== DATASET EXTRACT ==
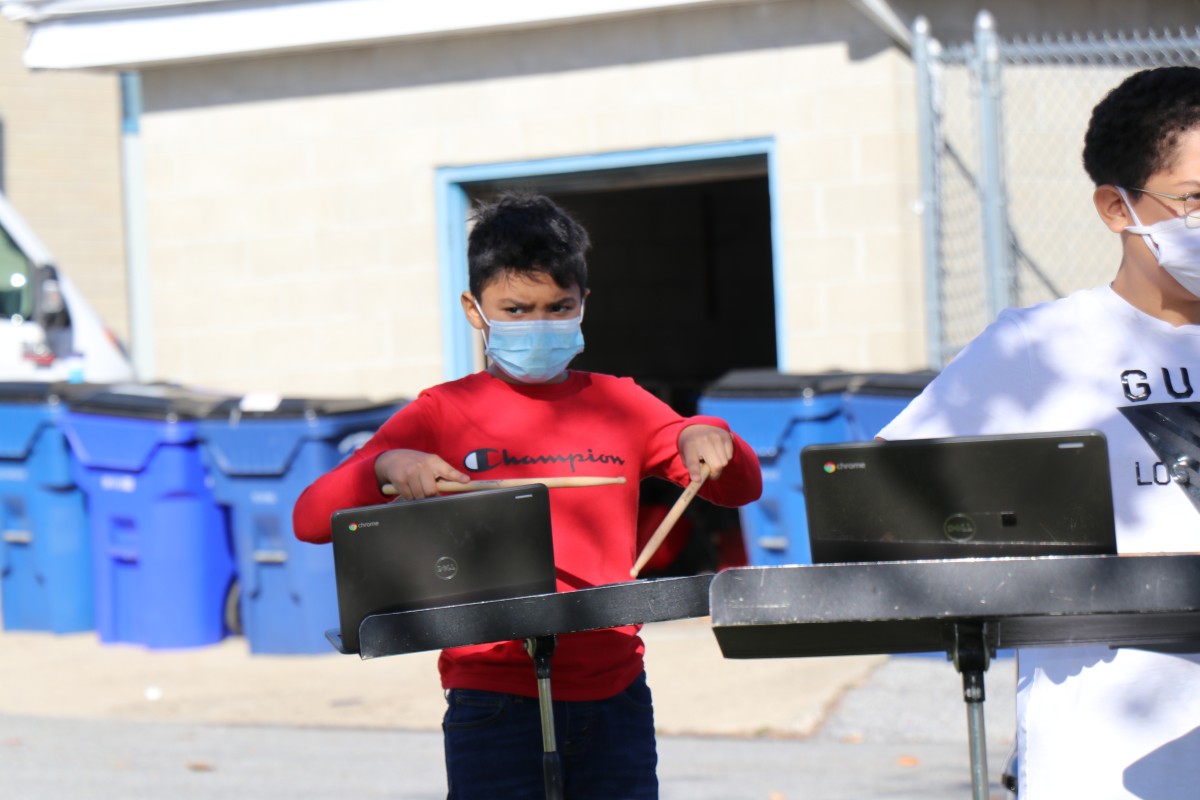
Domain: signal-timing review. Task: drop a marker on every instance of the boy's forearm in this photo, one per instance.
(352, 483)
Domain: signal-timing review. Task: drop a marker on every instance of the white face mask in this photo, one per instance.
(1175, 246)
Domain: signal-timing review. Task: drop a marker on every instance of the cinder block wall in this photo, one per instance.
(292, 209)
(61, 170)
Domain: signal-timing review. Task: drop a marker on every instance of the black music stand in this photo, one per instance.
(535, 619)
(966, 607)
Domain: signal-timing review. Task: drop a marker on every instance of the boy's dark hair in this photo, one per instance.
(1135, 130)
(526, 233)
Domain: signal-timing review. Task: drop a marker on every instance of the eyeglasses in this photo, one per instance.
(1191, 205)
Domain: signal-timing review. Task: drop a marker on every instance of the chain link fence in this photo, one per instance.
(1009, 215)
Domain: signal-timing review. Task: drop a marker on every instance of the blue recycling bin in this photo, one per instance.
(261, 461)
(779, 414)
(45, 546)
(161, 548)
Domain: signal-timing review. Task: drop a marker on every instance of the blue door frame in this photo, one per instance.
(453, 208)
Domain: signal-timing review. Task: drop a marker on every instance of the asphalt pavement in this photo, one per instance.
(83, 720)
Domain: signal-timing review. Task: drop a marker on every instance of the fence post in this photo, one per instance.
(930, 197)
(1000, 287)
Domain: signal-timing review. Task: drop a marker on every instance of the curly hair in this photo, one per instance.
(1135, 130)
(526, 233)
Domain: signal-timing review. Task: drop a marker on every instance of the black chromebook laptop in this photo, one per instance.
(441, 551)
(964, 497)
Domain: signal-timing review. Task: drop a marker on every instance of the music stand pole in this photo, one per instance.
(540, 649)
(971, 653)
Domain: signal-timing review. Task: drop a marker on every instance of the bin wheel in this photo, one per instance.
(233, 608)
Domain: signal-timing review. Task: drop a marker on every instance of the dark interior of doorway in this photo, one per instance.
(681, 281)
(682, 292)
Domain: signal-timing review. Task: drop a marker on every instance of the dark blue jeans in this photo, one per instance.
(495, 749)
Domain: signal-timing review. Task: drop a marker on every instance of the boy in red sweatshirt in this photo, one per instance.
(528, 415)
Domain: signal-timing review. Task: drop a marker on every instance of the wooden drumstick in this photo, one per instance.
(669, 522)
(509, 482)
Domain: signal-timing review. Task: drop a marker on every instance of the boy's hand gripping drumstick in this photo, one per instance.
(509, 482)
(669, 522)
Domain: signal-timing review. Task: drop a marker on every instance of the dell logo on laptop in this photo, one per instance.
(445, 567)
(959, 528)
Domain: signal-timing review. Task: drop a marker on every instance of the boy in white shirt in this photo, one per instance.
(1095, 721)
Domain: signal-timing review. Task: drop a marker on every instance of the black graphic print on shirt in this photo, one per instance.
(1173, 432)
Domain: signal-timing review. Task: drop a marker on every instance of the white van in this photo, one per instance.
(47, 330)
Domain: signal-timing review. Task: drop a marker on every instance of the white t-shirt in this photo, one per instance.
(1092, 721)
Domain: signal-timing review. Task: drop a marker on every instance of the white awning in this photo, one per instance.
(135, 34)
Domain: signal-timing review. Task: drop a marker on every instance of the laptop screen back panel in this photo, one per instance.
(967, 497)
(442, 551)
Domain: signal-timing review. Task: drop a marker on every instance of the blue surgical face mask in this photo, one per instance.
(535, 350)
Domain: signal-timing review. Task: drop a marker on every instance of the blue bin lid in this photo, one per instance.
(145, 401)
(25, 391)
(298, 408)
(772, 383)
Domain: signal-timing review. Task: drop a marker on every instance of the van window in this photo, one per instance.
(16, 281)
==
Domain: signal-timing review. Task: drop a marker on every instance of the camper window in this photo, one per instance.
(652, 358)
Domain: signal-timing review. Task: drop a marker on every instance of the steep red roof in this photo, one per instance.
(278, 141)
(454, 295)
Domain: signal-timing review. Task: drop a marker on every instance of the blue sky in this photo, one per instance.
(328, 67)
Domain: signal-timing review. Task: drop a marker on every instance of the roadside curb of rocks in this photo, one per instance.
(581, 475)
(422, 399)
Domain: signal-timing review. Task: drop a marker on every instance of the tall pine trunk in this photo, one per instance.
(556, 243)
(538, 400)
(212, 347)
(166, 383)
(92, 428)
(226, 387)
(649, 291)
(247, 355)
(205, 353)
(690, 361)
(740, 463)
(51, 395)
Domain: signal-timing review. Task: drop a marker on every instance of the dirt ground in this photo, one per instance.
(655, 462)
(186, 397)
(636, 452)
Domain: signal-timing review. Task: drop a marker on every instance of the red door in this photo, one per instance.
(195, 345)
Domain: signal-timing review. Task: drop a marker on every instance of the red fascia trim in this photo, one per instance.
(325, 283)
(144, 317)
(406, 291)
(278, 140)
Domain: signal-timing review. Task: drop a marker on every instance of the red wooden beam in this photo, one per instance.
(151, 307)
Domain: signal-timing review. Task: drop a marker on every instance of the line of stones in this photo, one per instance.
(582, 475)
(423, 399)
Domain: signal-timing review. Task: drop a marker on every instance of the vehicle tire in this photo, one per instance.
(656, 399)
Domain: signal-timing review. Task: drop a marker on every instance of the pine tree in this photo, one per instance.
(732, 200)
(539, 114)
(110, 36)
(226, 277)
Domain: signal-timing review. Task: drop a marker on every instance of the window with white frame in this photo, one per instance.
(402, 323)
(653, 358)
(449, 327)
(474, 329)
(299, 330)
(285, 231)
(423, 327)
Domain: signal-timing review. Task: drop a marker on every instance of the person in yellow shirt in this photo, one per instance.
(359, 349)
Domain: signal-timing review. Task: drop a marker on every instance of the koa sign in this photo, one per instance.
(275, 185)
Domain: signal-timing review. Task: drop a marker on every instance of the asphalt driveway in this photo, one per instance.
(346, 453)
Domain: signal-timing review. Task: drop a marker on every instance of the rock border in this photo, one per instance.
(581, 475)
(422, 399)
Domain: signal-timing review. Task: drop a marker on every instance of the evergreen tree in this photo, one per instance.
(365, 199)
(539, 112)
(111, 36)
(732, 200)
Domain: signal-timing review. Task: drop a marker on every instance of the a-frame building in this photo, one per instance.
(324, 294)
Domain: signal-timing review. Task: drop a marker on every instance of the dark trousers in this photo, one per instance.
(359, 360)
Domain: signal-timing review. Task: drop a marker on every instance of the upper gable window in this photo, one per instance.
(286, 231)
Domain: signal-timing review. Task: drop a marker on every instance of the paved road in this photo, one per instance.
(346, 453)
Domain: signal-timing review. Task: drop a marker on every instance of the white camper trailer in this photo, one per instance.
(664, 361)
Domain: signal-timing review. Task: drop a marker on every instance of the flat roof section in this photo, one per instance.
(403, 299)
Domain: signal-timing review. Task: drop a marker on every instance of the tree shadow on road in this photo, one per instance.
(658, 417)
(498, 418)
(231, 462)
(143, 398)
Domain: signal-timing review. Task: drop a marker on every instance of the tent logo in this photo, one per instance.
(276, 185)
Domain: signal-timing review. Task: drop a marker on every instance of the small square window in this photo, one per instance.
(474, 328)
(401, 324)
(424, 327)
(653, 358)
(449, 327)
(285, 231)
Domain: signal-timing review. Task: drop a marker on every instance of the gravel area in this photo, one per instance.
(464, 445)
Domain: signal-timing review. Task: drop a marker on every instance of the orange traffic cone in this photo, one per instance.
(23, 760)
---
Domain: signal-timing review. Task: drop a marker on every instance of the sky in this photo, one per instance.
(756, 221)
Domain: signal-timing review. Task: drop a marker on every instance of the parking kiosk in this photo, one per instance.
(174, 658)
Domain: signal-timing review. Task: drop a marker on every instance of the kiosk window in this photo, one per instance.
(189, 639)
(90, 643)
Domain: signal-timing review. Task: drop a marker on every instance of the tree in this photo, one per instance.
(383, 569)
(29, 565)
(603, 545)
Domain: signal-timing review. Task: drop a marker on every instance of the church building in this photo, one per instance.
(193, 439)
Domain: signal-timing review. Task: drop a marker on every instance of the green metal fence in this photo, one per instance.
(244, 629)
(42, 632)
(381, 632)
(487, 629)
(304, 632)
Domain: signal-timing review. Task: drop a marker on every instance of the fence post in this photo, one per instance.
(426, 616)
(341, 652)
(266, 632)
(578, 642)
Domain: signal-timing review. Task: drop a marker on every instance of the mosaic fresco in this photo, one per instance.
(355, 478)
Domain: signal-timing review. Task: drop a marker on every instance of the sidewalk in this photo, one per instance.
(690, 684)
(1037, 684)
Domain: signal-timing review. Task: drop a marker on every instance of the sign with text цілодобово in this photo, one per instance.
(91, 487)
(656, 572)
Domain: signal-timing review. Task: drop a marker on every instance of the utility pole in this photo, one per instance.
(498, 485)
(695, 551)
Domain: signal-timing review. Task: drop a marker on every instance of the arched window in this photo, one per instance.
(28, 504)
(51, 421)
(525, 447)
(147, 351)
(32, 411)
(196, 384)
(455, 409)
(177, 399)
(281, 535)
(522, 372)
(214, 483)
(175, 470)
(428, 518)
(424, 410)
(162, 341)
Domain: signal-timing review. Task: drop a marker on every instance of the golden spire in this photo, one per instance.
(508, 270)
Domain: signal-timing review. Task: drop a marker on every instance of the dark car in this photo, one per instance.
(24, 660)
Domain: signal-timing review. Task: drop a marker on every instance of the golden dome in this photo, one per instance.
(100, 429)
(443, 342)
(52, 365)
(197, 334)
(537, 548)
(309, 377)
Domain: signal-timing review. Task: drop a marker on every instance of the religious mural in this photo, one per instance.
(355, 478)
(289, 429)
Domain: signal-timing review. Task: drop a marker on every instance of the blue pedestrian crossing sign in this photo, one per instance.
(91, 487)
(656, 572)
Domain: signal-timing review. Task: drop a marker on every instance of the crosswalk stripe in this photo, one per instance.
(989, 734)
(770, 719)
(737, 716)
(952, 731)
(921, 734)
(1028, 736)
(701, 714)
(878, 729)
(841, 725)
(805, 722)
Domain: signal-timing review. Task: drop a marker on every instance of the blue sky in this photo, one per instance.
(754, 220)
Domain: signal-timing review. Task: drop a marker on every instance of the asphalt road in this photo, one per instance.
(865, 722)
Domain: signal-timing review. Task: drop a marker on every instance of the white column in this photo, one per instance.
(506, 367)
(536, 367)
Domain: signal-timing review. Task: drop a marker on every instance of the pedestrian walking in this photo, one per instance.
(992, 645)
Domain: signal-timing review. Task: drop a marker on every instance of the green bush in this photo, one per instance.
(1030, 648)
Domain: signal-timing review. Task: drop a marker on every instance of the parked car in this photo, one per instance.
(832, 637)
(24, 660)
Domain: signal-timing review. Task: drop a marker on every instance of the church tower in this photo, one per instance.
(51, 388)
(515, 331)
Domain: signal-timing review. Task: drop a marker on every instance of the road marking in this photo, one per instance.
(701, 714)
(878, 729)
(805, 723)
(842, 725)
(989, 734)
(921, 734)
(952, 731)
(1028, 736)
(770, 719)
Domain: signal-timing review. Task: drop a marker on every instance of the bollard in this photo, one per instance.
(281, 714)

== PROMPT ==
Pick out every line in the records above that contains the word "camper" and copy each of those lines. The match is case-sensitive.

== EXERCISE SOLUTION ==
Domain: signal-timing review. Task: drop a marker on every instance of the camper window in this photo, one per instance.
Domain: signal-timing review. Task: drop a marker on every instance of the white camper trailer in this photo, one per instance.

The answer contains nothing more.